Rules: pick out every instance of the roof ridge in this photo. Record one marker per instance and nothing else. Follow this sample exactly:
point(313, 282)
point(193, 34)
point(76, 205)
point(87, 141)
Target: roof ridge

------------------------------

#### WHAT YOU WILL DO:
Edit the material so that "roof ridge" becomes "chimney" everywhere it appears, and write out every line again with nothing else changed.

#### THE COMPLETED TASK:
Rules: pick out every instance of the chimney in this photo. Record one marker per instance and nothing else. Follow this sample exactly:
point(313, 282)
point(193, 34)
point(76, 205)
point(87, 141)
Target: chimney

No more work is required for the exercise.